**Problem description**: Below is some material. Set down exactly the line where "Target: white high-rise building" appears and all lines after it, and stop at the last line.

**Provided records**:
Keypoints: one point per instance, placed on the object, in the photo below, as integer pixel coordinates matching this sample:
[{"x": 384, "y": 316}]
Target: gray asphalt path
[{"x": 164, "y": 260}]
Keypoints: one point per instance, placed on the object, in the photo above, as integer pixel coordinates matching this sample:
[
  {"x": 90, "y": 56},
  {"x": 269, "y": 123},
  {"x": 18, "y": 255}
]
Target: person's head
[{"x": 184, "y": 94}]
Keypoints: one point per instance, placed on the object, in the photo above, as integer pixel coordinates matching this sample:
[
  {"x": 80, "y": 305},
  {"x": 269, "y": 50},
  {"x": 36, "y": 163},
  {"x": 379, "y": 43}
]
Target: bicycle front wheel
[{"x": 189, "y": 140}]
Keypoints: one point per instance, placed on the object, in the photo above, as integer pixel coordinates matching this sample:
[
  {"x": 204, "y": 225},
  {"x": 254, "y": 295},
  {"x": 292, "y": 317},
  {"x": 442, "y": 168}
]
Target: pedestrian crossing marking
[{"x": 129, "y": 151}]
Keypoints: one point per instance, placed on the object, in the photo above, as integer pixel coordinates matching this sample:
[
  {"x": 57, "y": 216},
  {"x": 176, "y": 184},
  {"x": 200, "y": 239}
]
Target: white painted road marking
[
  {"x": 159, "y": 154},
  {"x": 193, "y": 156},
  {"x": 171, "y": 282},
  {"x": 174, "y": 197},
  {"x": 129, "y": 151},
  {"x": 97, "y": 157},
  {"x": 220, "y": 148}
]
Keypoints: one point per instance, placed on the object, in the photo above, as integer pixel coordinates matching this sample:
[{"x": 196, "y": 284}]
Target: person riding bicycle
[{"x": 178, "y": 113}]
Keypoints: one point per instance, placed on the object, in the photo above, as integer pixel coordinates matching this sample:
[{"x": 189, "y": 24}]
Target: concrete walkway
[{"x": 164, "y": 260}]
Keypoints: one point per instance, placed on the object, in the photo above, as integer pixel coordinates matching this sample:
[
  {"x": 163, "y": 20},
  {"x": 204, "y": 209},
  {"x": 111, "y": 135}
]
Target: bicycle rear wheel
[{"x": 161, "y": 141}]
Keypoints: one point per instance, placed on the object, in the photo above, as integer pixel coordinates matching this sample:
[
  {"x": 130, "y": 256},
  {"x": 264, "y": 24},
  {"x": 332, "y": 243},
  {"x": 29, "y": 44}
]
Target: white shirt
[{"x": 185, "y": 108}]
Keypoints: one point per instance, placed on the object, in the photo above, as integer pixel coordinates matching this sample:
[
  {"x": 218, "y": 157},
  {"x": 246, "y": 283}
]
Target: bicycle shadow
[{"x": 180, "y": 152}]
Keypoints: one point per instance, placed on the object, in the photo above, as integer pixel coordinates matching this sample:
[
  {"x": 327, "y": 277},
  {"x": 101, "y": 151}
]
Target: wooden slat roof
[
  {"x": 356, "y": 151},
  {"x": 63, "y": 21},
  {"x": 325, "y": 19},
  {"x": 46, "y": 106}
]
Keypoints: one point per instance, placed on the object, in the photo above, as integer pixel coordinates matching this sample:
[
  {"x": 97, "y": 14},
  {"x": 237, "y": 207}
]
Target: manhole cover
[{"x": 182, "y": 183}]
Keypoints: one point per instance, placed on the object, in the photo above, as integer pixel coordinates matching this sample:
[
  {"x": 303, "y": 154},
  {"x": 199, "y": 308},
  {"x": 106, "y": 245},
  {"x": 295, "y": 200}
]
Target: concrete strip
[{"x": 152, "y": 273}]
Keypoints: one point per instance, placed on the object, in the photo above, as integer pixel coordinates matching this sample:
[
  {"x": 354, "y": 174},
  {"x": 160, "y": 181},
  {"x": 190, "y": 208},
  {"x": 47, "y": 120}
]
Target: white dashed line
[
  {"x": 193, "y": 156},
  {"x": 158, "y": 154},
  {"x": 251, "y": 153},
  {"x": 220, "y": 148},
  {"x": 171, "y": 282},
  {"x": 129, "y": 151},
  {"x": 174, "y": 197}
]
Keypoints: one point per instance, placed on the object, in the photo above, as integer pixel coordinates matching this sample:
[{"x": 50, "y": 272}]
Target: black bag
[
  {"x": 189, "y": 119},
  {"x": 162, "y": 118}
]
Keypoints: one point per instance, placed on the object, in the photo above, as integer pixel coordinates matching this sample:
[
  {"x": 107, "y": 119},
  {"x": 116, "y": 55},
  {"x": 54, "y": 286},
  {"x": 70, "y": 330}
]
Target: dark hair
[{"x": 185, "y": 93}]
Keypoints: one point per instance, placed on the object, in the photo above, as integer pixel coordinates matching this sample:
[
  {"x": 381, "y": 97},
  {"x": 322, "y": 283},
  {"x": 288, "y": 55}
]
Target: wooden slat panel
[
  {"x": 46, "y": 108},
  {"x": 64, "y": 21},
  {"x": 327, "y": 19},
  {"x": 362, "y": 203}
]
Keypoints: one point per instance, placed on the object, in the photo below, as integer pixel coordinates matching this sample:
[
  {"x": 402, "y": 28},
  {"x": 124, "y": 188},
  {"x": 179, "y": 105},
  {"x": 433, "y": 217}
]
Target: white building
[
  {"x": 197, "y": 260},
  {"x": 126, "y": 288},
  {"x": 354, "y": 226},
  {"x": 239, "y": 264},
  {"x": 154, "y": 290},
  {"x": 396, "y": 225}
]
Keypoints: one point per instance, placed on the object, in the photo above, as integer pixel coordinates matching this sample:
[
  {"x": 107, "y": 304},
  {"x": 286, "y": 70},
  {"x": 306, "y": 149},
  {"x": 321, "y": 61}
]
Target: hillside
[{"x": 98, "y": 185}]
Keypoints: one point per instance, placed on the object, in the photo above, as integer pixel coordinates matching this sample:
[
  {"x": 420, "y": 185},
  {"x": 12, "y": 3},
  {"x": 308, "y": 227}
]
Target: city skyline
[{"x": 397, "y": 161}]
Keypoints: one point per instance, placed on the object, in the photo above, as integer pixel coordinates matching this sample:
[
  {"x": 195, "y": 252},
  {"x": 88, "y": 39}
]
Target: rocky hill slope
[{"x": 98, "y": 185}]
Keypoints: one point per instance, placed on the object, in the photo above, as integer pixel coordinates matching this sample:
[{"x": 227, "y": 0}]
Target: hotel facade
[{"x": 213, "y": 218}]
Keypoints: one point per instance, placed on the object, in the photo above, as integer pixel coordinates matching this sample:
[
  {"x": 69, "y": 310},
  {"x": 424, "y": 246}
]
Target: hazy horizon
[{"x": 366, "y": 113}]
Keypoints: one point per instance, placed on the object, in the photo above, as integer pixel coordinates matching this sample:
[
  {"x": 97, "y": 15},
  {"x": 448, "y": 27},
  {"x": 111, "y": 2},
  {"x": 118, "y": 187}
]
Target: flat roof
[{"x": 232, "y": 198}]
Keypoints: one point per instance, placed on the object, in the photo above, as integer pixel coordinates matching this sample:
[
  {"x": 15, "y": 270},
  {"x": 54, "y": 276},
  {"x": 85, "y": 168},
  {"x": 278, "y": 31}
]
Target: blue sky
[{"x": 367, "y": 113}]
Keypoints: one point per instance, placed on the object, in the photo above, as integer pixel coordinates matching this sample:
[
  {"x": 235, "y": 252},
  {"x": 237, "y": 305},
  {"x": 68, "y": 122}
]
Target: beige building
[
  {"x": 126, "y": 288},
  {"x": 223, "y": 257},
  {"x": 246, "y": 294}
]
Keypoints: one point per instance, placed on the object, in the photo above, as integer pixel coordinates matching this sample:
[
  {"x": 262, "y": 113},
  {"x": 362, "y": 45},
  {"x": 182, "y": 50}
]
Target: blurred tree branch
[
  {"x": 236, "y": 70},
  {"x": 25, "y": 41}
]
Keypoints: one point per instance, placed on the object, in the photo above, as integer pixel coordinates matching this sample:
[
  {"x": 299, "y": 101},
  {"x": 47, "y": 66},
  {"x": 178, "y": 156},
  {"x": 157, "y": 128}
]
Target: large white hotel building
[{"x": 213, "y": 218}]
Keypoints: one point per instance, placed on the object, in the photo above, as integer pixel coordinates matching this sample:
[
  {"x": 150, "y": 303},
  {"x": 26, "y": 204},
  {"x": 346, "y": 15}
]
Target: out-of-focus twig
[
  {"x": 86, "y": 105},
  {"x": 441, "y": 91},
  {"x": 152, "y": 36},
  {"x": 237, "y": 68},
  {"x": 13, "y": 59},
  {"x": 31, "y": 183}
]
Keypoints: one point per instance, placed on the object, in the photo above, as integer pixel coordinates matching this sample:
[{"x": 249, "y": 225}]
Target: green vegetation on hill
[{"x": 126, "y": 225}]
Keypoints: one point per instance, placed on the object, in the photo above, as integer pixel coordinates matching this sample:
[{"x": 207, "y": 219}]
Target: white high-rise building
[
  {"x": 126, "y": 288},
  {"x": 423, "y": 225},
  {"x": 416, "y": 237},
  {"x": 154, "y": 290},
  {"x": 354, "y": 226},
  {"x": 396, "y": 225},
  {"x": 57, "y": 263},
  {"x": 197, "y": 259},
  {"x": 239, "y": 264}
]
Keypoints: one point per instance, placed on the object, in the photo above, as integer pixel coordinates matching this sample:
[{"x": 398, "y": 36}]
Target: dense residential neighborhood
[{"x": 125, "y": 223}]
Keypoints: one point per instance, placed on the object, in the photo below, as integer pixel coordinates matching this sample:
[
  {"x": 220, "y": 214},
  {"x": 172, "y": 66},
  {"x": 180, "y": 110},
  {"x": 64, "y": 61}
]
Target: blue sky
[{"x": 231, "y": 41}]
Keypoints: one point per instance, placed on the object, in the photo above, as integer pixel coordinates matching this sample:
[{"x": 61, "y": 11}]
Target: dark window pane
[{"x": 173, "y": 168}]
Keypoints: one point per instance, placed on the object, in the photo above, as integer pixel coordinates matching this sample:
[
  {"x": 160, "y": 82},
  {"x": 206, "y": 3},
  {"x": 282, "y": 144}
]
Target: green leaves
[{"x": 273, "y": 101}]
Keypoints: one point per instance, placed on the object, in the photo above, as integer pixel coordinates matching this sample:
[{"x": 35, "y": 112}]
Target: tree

**Task solution**:
Target: white high-rise building
[
  {"x": 126, "y": 288},
  {"x": 423, "y": 225},
  {"x": 416, "y": 237},
  {"x": 154, "y": 290},
  {"x": 354, "y": 226},
  {"x": 396, "y": 225},
  {"x": 57, "y": 263},
  {"x": 197, "y": 259},
  {"x": 239, "y": 264}
]
Keypoints: one point per instance, placed on the object, in the photo above, as integer pixel coordinates matching this sample:
[{"x": 398, "y": 36}]
Target: dense residential neighborhood
[{"x": 125, "y": 223}]
Keypoints: one point per instance, placed on the object, in the photo below, as integer pixel coordinates matching this sample:
[
  {"x": 220, "y": 214},
  {"x": 172, "y": 66},
  {"x": 180, "y": 110},
  {"x": 64, "y": 61}
]
Target: blue sky
[{"x": 231, "y": 41}]
Keypoints: one point per instance, placed on the object, in the photo above, as integer pixel coordinates matching this sample:
[{"x": 61, "y": 11}]
Target: dark window pane
[{"x": 173, "y": 168}]
Keypoints: one point per instance, placed on the object, in the photo above, as integer pixel coordinates matching this sample:
[
  {"x": 160, "y": 82},
  {"x": 206, "y": 3},
  {"x": 282, "y": 144}
]
Target: green leaves
[{"x": 273, "y": 101}]
Keypoints: one point per instance, placed on the object, in the photo above, as integer pixel coordinates matching this sample:
[{"x": 35, "y": 112}]
Target: tree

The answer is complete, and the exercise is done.